Segment Start: LISTED ENTRIES

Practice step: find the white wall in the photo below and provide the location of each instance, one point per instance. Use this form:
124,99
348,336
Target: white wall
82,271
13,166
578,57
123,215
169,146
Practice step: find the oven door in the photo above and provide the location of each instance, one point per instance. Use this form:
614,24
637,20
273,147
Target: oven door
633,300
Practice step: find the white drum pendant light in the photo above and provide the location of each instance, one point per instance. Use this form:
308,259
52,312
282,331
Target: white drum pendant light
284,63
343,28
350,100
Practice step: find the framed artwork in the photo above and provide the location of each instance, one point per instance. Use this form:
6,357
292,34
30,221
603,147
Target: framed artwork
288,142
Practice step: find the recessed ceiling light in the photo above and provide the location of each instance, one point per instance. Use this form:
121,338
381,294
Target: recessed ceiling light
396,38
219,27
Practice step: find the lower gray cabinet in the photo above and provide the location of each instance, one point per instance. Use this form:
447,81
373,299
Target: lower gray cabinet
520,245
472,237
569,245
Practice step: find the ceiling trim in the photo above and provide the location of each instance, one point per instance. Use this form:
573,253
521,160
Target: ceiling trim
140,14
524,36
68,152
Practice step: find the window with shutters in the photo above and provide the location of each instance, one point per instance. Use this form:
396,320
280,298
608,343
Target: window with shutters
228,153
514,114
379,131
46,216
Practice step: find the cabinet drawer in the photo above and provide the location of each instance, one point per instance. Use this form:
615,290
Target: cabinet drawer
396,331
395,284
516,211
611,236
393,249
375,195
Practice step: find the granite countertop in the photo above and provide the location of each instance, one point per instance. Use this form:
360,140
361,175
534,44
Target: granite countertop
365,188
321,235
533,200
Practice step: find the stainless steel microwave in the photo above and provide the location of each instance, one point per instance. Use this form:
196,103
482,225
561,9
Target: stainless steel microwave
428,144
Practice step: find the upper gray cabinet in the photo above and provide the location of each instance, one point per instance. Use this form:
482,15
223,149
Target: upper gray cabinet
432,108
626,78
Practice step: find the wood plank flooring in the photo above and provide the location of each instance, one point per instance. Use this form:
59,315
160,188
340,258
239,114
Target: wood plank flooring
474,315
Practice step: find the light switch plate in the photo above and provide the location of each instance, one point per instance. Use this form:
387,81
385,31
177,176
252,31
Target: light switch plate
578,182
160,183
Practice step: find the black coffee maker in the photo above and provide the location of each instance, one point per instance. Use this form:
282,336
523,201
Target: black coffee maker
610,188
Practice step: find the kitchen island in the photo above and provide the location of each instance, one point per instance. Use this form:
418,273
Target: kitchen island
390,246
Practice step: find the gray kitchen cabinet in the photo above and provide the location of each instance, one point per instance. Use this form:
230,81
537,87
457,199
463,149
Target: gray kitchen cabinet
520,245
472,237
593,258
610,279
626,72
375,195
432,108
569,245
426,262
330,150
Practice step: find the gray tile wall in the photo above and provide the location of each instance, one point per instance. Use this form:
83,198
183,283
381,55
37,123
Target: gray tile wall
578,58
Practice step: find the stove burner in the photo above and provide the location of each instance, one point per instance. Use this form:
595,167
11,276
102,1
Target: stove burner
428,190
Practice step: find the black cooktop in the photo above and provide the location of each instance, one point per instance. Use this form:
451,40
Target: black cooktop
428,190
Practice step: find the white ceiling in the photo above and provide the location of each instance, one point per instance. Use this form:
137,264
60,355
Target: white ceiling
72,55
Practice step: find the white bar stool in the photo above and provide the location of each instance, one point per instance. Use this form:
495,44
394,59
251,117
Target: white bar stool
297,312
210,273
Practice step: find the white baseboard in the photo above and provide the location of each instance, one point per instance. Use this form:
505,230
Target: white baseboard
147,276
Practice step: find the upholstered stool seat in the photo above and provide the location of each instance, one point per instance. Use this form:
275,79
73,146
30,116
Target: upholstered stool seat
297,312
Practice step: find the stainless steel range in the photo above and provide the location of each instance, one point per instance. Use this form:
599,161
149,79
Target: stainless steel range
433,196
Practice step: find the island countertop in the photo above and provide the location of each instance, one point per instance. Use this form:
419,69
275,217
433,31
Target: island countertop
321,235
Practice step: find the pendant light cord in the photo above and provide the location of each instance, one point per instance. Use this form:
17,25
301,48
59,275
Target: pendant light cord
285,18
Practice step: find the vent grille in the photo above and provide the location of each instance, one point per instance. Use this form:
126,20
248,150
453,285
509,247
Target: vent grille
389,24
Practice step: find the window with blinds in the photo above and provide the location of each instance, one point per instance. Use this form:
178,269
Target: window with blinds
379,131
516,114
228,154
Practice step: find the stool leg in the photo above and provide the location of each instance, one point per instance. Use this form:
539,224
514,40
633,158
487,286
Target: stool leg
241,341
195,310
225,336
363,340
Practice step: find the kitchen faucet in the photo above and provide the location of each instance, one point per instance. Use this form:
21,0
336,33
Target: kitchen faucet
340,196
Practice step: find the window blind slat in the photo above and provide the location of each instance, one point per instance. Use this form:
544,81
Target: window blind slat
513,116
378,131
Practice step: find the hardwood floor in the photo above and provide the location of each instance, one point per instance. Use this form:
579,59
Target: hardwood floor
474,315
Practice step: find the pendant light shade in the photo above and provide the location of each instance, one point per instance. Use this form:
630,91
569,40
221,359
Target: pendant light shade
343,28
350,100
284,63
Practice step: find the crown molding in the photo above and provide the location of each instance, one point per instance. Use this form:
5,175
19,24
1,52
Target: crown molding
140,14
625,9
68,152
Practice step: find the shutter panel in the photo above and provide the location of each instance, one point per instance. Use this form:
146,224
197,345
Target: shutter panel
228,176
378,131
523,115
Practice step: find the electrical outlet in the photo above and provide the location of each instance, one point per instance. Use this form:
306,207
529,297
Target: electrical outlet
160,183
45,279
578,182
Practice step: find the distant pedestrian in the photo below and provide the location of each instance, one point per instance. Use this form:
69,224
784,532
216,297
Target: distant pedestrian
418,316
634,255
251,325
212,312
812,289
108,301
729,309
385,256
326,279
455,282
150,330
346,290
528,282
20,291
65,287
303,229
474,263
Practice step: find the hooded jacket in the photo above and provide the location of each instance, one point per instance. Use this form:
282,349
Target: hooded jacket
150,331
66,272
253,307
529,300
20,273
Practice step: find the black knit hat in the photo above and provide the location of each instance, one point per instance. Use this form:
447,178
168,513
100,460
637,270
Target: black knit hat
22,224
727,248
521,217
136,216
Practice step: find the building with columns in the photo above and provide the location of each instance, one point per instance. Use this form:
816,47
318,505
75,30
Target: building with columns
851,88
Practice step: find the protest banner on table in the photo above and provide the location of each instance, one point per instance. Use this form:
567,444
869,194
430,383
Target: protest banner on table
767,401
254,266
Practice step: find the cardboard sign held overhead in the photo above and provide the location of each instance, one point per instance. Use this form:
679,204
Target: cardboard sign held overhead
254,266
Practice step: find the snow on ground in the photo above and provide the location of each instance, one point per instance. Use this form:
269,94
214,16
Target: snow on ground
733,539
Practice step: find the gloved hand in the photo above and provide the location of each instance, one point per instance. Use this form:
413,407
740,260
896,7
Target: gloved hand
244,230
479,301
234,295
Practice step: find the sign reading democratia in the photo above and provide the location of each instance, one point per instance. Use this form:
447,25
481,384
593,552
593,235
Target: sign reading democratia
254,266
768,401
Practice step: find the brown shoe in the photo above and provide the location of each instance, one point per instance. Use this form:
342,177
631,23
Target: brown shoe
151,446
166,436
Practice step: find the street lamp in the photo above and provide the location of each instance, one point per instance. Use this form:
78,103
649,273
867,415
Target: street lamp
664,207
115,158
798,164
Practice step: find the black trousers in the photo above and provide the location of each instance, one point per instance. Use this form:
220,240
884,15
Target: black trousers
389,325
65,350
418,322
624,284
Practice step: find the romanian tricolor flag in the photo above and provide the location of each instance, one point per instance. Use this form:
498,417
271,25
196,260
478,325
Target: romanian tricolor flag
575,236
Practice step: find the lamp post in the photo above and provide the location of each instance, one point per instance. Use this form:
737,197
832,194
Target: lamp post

Segment End: LISTED ENTRIES

WHAT IS NEEDED:
Check every line in the material above for the string "post", then give only the number of lines that have it.

COMPLETED EXERCISE:
2